» **The problem**: All of the material below is to be retyped exactly.

######

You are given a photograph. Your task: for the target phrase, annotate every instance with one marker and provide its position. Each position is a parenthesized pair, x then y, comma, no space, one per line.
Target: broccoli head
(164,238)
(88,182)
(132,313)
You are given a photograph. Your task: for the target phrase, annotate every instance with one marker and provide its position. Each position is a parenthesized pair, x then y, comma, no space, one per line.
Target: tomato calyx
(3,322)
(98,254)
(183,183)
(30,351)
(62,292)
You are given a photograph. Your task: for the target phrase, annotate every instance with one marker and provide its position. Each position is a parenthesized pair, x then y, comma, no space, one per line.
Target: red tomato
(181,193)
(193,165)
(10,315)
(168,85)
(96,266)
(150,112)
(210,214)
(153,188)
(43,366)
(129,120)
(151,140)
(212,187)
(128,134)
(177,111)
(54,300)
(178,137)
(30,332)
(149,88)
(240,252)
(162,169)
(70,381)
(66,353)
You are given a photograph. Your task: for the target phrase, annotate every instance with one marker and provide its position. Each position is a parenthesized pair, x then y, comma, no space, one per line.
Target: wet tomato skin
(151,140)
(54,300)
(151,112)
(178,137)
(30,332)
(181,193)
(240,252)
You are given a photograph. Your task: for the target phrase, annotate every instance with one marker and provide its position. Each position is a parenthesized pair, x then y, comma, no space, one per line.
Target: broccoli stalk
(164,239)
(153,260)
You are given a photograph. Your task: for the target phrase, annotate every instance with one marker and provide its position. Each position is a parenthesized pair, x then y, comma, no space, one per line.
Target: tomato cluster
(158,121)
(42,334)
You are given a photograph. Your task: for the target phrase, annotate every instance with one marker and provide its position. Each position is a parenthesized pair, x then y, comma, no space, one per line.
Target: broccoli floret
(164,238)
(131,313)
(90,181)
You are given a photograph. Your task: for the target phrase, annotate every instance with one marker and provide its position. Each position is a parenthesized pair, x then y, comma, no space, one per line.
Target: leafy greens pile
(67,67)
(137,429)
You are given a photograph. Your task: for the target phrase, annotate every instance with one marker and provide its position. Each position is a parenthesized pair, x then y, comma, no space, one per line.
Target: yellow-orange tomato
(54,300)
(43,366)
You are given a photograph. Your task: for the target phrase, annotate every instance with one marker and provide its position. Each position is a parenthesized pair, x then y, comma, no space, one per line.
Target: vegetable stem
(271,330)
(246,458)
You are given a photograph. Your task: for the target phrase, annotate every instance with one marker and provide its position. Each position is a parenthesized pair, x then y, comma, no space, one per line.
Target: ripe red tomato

######

» **Solution to this task**:
You are given a photograph. Your task: for the target phrase, annotate every instance with one marker and provide its position. Each position is a parenthesized pair, x then y, comma, no space, one per line.
Target: broccoli head
(164,238)
(88,182)
(132,313)
You are given a photograph. Your task: for the target phrase, annotate every instance with one marker and provide its position. Each position is a parenthesized pair, x then y, comma, no space, one per line.
Target: tomato calyx
(3,322)
(98,254)
(183,183)
(30,351)
(62,292)
You are given a photograph. Your task: for the target phrase, annotate every instance with one marker and provide its position. Each position is a parenthesized pair, x then y, comma, no space, one per line.
Target: red tomato
(181,193)
(193,165)
(10,315)
(168,85)
(96,266)
(150,112)
(210,214)
(153,188)
(43,366)
(129,120)
(151,140)
(212,187)
(128,134)
(177,111)
(54,300)
(178,137)
(30,332)
(149,88)
(240,252)
(162,169)
(70,381)
(66,353)
You are given a photograph. Your task: for the target phrase, annotate every instance with one marker and provide its position. Each position is a parenthesized pair, x then y, comma, no space, one per line.
Target: wet tomato skin
(151,140)
(54,300)
(151,112)
(178,137)
(30,332)
(181,193)
(240,252)
You are given a photograph. Your task: for the target phrase, annotate every instance with one marker and provide its position. Each position is a parenthesized pair, x then y, comma, no space, one per line.
Target: broccoli stalk
(164,239)
(153,260)
You are given a photograph. Your task: for the target phrase, annotate every instance with one marker and provide its position. Each position is a parenthesized pair, x then y, comma, no space, one per line.
Target: tomato cluster
(158,121)
(42,334)
You are given a photograph. Your task: for the target phrase, annotate every instance with one marker and provide its position. Each position is a parenthesized pair, x then y, comma, no space, one per line.
Target: broccoli floret
(164,238)
(131,313)
(90,181)
You are given a photograph. Your task: for the target phrase, annotate every instance with one marker and provide its position. Each position is a parenthesized pair, x then y, comma, no space, one per line.
Target: leafy greens pile
(67,67)
(137,429)
You are given a photograph. Your task: for the target phrase, annotate every instance with one marker and provide its position. Each position is a parenthesized pair, x then y, comma, no space, one per line.
Target: yellow-orange tomato
(54,300)
(43,366)
You are given a photograph. Your task: for the target phrase, annotate every instance with one marker and provide its position. Each position is a parenthesized pair, x then y, comma, no space, one per line.
Target: vegetable stem
(271,330)
(246,458)
You are given a photograph. Your task: for the target phrase, annotate every instance with one marker and provide its position. Each position is a parenthesized pair, x then y, comma, no space, one per line.
Target: ripe red tomato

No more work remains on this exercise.